* **Apply what you read**:
1. Copy from the passage on Statistics Netherlands the portion that begins at the words "CBS collects statistical" and ends after "1996 and 2003).".
2. Write what comes next in the passage about Statistics Netherlands, starting after its final sentence.

──────── Page excerpt ────────

Statistics Netherlands, founded in 1899, is a Dutch governmental institution that gathers statistical information about the Netherlands. In Dutch it is known as the Centraal Bureau voor de Statistiek (Central Agency for Statistics), often abbreviated to CBS. It is located in The Hague and Heerlen. Since 3 January 2004, Statistics Netherlands has been an independent public body, or quango. Its independent legal status enables the reliable collection and dissemination of information to support public debate, policy development and decision-making.

CBS collects statistical information on themes such as:
- Count of the population
- Consumer prices
- Economic growth
- Personal and household incomes
- Unemployment
- Religion

The programme of CBS needs to be ratified by the Central Commission for Statistics, which was replaced by an Advisory Board in 2016. This independent board must ensure the impartiality, independence, quality, relevance, and continuity of CBS, according to the relevant legislation (Law on the CBS (Wet op het Centraal bureau en de Centrale commissie voor de statistiek) 1996 and 2003).

==History==

CBS was established in 1899 in response to the need for independent and reliable information that advances the understanding of social issues and supports public decision making. This is still the main role of CBS. Philip Idenburg, who worked at the CBS from 1929–1966, played a key role in salvaging the work of the Mundaneum offices in The Hague, arranging for Gerd Arntz to be involved in setting up the Dutch Foundation for Statistics, which used the Isotypes previously developed by Arntz and Otto Neurath.

──────── Data to examine ────────

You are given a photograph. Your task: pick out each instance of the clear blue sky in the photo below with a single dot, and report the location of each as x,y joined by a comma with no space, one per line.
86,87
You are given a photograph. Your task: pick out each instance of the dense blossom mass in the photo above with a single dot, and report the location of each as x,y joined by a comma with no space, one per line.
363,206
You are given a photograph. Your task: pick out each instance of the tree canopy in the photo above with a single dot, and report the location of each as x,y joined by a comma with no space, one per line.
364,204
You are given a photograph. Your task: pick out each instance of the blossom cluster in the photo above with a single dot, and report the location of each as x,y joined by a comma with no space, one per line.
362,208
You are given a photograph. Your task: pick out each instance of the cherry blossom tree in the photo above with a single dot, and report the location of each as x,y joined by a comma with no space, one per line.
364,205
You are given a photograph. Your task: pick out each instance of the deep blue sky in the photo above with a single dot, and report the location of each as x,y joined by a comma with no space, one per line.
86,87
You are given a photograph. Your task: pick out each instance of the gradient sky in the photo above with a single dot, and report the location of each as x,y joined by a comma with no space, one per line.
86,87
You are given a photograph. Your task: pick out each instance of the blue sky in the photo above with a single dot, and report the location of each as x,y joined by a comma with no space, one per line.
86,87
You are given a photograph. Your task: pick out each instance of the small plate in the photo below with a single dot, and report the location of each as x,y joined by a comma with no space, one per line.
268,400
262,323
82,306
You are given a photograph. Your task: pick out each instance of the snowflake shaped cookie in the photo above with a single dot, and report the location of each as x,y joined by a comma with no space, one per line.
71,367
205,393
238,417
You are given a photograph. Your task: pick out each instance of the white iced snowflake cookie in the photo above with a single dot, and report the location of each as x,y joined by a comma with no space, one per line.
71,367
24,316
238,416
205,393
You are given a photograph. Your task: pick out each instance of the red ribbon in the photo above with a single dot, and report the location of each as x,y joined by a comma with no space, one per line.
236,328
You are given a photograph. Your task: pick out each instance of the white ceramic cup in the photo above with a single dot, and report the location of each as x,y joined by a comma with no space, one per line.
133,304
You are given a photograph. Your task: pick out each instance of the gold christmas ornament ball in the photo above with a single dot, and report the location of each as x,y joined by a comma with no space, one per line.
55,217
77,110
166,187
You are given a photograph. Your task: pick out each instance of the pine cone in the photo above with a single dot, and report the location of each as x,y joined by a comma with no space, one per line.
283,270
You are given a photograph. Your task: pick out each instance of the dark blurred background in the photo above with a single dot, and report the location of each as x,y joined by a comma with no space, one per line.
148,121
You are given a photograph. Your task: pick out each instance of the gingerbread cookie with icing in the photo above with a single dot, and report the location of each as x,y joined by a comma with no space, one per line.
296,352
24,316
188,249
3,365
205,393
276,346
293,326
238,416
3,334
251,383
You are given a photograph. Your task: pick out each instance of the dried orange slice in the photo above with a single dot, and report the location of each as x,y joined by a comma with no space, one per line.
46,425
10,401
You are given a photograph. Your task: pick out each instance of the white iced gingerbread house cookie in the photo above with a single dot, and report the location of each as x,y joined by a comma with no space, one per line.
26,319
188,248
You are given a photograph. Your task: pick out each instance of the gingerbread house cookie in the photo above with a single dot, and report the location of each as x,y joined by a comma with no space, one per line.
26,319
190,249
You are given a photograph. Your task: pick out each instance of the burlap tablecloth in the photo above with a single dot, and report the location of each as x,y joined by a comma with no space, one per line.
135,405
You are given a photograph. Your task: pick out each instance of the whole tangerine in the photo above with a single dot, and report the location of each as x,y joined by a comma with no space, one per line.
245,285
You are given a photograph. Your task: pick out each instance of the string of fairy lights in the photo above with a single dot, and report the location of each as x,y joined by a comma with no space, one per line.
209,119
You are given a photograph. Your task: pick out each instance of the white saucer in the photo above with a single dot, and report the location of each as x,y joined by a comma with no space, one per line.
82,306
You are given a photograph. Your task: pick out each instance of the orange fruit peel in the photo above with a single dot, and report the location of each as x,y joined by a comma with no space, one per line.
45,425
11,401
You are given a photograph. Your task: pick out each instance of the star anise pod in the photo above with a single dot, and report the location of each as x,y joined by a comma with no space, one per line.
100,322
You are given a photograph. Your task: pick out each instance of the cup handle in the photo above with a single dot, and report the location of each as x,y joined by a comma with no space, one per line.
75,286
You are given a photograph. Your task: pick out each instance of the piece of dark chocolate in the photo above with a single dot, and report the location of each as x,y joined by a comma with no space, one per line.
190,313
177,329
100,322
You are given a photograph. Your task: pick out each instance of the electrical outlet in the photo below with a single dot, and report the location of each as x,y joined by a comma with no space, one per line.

────────

* **Results in order**:
1.
CBS collects statistical information on themes such as:
- Count of the population
- Consumer prices
- Economic growth
- Personal and household incomes
- Unemployment
- Religion

The programme of CBS needs to be ratified by the Central Commission for Statistics, which was replaced by an Advisory Board in 2016. This independent board must ensure the impartiality, independence, quality, relevance, and continuity of CBS, according to the relevant legislation (Law on the CBS (Wet op het Centraal bureau en de Centrale commissie voor de statistiek) 1996 and 2003).

2.
==Offices==
CBS has offices in The Hague and Heerlen. The office in Heerlen was located there by the government in 1973 to compensate the area for the loss of ten of thousands of jobs because of closing the coal mines. The office in The Hague with the name 'Double U' was designed by Branimir Medić and Pero Puljiz. It has a surface of 33,191 m^{2} and the total cost was €41,000,000. The office in Heerlen was designed by Meyer en Van Schooten Architects in 2009. The office has a surface of 22,000 m^{2} and parking spaces for 296 cars. Glass was used everywhere in the building. The main hall has a glass roof and the outside walls are fully glass. The several straight staircases in the main hall have glass balustrades with a RVS handrail and were manufactured by EeStairs. Queen Beatrix of the Netherlands officially opened the building on 30 September 2009.